## begin

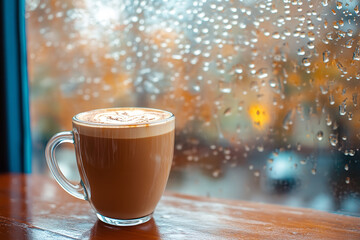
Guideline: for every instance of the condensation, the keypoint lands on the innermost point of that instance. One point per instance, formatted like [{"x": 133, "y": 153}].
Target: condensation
[{"x": 266, "y": 91}]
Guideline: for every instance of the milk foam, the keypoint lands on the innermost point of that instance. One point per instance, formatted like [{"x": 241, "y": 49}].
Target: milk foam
[
  {"x": 124, "y": 123},
  {"x": 125, "y": 116}
]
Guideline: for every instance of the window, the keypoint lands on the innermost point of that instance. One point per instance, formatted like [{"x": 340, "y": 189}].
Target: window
[{"x": 265, "y": 92}]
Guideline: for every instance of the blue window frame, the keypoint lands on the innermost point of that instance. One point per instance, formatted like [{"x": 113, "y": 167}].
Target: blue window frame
[{"x": 15, "y": 146}]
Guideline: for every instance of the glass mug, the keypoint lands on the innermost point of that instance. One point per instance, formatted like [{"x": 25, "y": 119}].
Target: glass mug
[{"x": 124, "y": 156}]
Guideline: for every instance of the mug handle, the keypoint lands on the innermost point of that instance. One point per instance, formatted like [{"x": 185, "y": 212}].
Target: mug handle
[{"x": 59, "y": 138}]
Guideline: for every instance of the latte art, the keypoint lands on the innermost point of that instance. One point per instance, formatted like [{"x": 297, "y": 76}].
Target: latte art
[{"x": 124, "y": 116}]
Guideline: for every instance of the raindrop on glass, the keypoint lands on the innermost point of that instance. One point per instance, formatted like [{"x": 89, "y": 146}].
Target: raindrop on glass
[
  {"x": 347, "y": 180},
  {"x": 333, "y": 140},
  {"x": 320, "y": 135},
  {"x": 342, "y": 109},
  {"x": 306, "y": 62}
]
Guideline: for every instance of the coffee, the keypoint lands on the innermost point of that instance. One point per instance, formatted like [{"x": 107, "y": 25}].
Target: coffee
[{"x": 124, "y": 156}]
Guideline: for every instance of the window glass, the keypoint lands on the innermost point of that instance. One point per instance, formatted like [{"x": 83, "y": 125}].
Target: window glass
[{"x": 265, "y": 93}]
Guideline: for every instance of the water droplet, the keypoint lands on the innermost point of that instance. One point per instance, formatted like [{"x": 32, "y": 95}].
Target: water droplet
[
  {"x": 333, "y": 139},
  {"x": 262, "y": 73},
  {"x": 236, "y": 69},
  {"x": 272, "y": 83},
  {"x": 216, "y": 173},
  {"x": 301, "y": 51},
  {"x": 276, "y": 35},
  {"x": 326, "y": 54},
  {"x": 347, "y": 180},
  {"x": 339, "y": 5},
  {"x": 349, "y": 43},
  {"x": 306, "y": 62},
  {"x": 227, "y": 112},
  {"x": 320, "y": 135},
  {"x": 341, "y": 67}
]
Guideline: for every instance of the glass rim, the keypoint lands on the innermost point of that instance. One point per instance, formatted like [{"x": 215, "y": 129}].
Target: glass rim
[{"x": 161, "y": 121}]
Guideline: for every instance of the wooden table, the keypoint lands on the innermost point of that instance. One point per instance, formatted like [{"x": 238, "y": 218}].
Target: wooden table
[{"x": 35, "y": 207}]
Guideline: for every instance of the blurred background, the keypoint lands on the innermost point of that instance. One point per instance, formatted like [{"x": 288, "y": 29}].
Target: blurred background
[{"x": 265, "y": 93}]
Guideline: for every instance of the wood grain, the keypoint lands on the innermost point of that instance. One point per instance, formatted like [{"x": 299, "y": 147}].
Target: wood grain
[{"x": 35, "y": 207}]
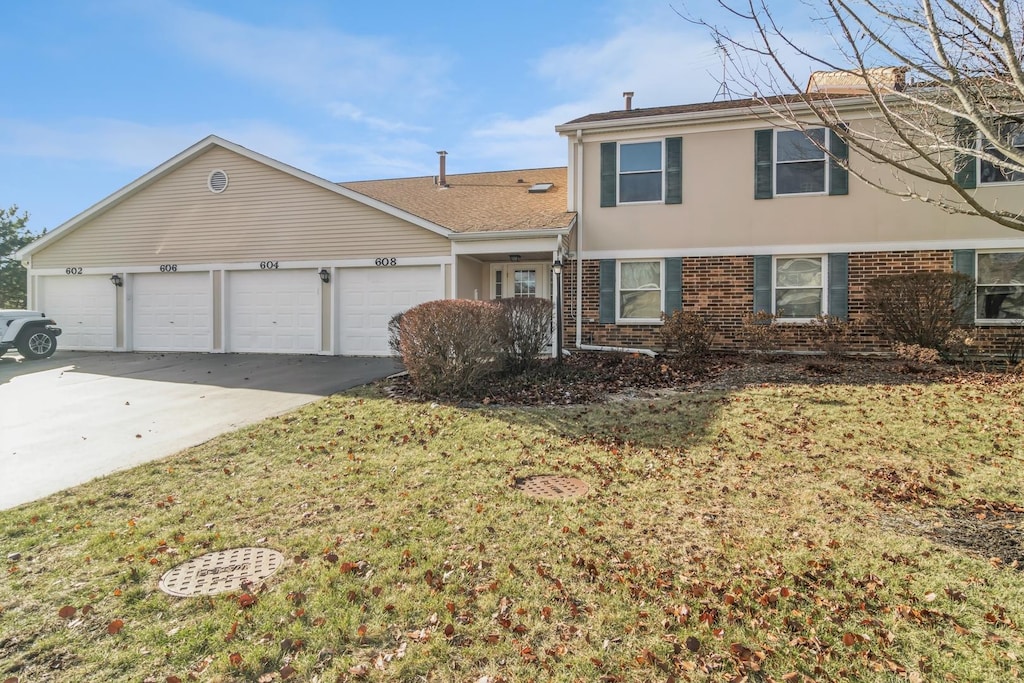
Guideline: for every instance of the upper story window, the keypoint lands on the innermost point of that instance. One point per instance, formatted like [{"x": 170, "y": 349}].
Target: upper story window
[
  {"x": 640, "y": 172},
  {"x": 650, "y": 171},
  {"x": 988, "y": 171},
  {"x": 1000, "y": 286},
  {"x": 796, "y": 162},
  {"x": 800, "y": 162}
]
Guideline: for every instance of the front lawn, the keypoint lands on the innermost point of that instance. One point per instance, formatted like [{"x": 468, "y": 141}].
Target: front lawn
[{"x": 775, "y": 531}]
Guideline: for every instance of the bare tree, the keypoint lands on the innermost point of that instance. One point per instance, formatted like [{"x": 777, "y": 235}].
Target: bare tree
[{"x": 941, "y": 79}]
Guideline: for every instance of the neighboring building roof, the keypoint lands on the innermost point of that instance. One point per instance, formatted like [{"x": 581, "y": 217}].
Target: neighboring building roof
[{"x": 478, "y": 202}]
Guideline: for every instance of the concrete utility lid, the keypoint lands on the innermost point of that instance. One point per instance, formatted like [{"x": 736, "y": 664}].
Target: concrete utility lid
[
  {"x": 552, "y": 486},
  {"x": 223, "y": 570}
]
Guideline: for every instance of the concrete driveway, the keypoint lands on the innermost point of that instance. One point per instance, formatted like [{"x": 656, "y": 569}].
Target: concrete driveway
[{"x": 81, "y": 415}]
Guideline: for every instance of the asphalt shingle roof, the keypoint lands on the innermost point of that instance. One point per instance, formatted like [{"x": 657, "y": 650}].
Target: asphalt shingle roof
[{"x": 478, "y": 202}]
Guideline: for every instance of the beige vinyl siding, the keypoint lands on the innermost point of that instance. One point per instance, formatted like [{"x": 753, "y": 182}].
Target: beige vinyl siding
[
  {"x": 264, "y": 214},
  {"x": 719, "y": 209}
]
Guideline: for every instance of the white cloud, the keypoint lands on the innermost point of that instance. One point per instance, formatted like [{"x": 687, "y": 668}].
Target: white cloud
[{"x": 320, "y": 65}]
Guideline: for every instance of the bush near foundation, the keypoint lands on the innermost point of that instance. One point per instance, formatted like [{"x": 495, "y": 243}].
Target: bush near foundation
[
  {"x": 448, "y": 345},
  {"x": 920, "y": 308},
  {"x": 522, "y": 329}
]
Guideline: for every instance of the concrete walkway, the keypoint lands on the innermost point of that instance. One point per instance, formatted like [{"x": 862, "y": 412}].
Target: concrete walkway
[{"x": 82, "y": 415}]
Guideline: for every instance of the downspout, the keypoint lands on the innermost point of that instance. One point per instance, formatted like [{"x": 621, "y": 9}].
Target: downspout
[{"x": 579, "y": 202}]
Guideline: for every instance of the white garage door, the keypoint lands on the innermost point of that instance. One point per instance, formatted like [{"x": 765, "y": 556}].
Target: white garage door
[
  {"x": 369, "y": 297},
  {"x": 171, "y": 311},
  {"x": 84, "y": 307},
  {"x": 273, "y": 311}
]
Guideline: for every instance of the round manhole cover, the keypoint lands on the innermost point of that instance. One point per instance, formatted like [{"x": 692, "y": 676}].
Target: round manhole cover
[
  {"x": 223, "y": 570},
  {"x": 550, "y": 485}
]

## end

Do this – Rewrite all the records above, replacing every "innermost point" with "most central point" and keeping everything else the same. Leave the pictures out.

Answer in full –
Guideline: for every instance of the condensation, the keypoint lands on the most central point of that instance. One point per instance, formatted like [{"x": 133, "y": 153}].
Target: condensation
[{"x": 266, "y": 91}]
Guideline: for every instance of the milk foam, the keypoint lands on the most central point of that instance. One point per instance, formatted like [{"x": 241, "y": 49}].
Target: milk foam
[
  {"x": 124, "y": 123},
  {"x": 125, "y": 116}
]
Guideline: for every instance of the window, the keypoint lands on the most central point of that instance. One point per instance, formatted like [{"x": 340, "y": 189}].
Target: window
[{"x": 265, "y": 92}]
Guideline: for every instance of the blue window frame, the keypoint lands on the most central point of that instance. One point per instance, formatted like [{"x": 113, "y": 167}].
Target: blue window frame
[{"x": 15, "y": 146}]
Guideline: for every instance of the glass mug, the keypoint lands on the most central point of that instance. One point per instance, formatted like [{"x": 25, "y": 119}].
Target: glass mug
[{"x": 124, "y": 156}]
Guideline: for every instance of the mug handle, the keypoint lands on the most central point of that instance. One point per instance, formatted like [{"x": 185, "y": 212}].
Target: mug handle
[{"x": 59, "y": 138}]
Guideline: for every instance of the latte art, the keypoint lands on the most central point of that instance. One point per instance, formatted like [{"x": 297, "y": 76}].
Target: latte art
[{"x": 124, "y": 116}]
Guideline: for every instance of the raindrop on glass, the keypoint lands on the most central point of that instance. One point per instance, formatted like [{"x": 89, "y": 146}].
Target: raindrop on glass
[
  {"x": 347, "y": 180},
  {"x": 333, "y": 140},
  {"x": 320, "y": 135},
  {"x": 342, "y": 109},
  {"x": 306, "y": 62}
]
Guideline: for every instance of the coffee, the keypoint lands on the most central point of that instance. One point per instance, formatted like [{"x": 107, "y": 25}].
Target: coffee
[{"x": 124, "y": 156}]
Guideline: for every instance of the window glass, the keypoint lands on the most central point of that instance. One point per instance, formatted like [{"x": 83, "y": 125}].
Target: window glass
[{"x": 265, "y": 93}]
Guideline: for every instance of the water droplet, the keypoint lands on the most central point of that instance. One point per instance, formatted like [{"x": 32, "y": 95}].
Target: water droplet
[
  {"x": 333, "y": 139},
  {"x": 262, "y": 73},
  {"x": 236, "y": 69},
  {"x": 272, "y": 83},
  {"x": 216, "y": 173},
  {"x": 301, "y": 51},
  {"x": 276, "y": 35},
  {"x": 326, "y": 54},
  {"x": 347, "y": 180},
  {"x": 339, "y": 5},
  {"x": 349, "y": 43},
  {"x": 306, "y": 62},
  {"x": 227, "y": 112},
  {"x": 320, "y": 135},
  {"x": 341, "y": 67}
]
Guideline: for every instance of the glass rim, the keypoint lands on the most central point of that instance. One point per instance, formatted like [{"x": 215, "y": 129}].
Target: glass rim
[{"x": 161, "y": 121}]
Guideline: for every instance of the wooden table, the keypoint lands on the most central point of that instance. One point per instance, formatted like [{"x": 238, "y": 218}].
Target: wooden table
[{"x": 35, "y": 207}]
Guideline: for every instance of the blurred background, the keypoint lands on the most central point of that instance. One point per instance, formatted like [{"x": 288, "y": 29}].
Target: blurred background
[{"x": 265, "y": 93}]
Guideline: for every instance of the wood grain, the keypoint lands on the most central point of that instance. One point per instance, formatted like [{"x": 299, "y": 147}].
Target: wood grain
[{"x": 35, "y": 207}]
Guideline: for every instance of the upper story window, the keypoint lands on the most central point of that instance. One point per instance, formatted like [{"x": 170, "y": 349}].
Target: upper story window
[
  {"x": 640, "y": 172},
  {"x": 650, "y": 171},
  {"x": 988, "y": 171},
  {"x": 1000, "y": 286},
  {"x": 796, "y": 162},
  {"x": 800, "y": 162}
]
Guideline: for every instance of the front lawn, the keypoint lands on the most central point of that instance. One point per instance, formatted like [{"x": 468, "y": 141}].
Target: front lawn
[{"x": 775, "y": 531}]
Guideline: for every instance of the bare tree, the keypoint lands on the most central point of that instance. One point per instance, formatted like [{"x": 777, "y": 235}].
Target: bare tree
[{"x": 941, "y": 79}]
Guideline: for every instance of the neighboring building roof, the keypoint lands on the most central point of that instance. One point per instance, formatted like [{"x": 581, "y": 217}].
Target: neighboring building roof
[{"x": 478, "y": 202}]
Guideline: for every instance of the concrete utility lid, the keypoint lands on the most central point of that instance. One point per instance, formatted like [{"x": 736, "y": 664}].
Target: concrete utility lid
[
  {"x": 552, "y": 486},
  {"x": 223, "y": 570}
]
Guideline: for every instance of the concrete driveway, the keypoint lands on the most central point of that instance. One point per instance, formatted like [{"x": 656, "y": 569}].
Target: concrete driveway
[{"x": 81, "y": 415}]
Guideline: for every instance of the asphalt shingle roof, the keypoint lands on the most central point of that instance. One point per instance, formatted like [{"x": 657, "y": 650}].
Target: asphalt shingle roof
[{"x": 478, "y": 202}]
Guideline: for every instance of the beige vinyl siding, the keypoint lands on the most central point of that instance. One point per instance, formatted like [{"x": 753, "y": 182}].
Target: beige vinyl siding
[
  {"x": 264, "y": 214},
  {"x": 719, "y": 209}
]
Guideline: for every instance of the white cloud, the keypoint lands on the most central point of that instance. One point per instance, formatted like [{"x": 687, "y": 668}].
Target: white cloud
[{"x": 320, "y": 65}]
Guideline: for every instance of the bush near foundation, the keypoint lands on the most central point of that instance. One point per instance, formatted like [{"x": 495, "y": 243}].
Target: bush near foundation
[
  {"x": 448, "y": 345},
  {"x": 920, "y": 308},
  {"x": 522, "y": 329}
]
Guideline: for every instance of the concrete walkway, the keypoint lands on the most central point of that instance. One point per instance, formatted like [{"x": 862, "y": 412}].
Target: concrete walkway
[{"x": 82, "y": 415}]
Guideline: for every instance of the downspout, the keypoint lands on the most central point of that instance. One point per instance, formatted like [{"x": 621, "y": 9}].
Target: downspout
[{"x": 579, "y": 202}]
Guideline: for every instance of the white garage door, the keypoint lands on the most central point of that instance. One point per instance, formatted like [{"x": 765, "y": 556}].
Target: white garage door
[
  {"x": 369, "y": 297},
  {"x": 171, "y": 311},
  {"x": 84, "y": 307},
  {"x": 273, "y": 311}
]
Guideline: for every instance of the round manhole cover, the keypoint lands on the most central point of that instance. One point per instance, formatted like [{"x": 692, "y": 676}].
Target: round manhole cover
[
  {"x": 223, "y": 570},
  {"x": 550, "y": 485}
]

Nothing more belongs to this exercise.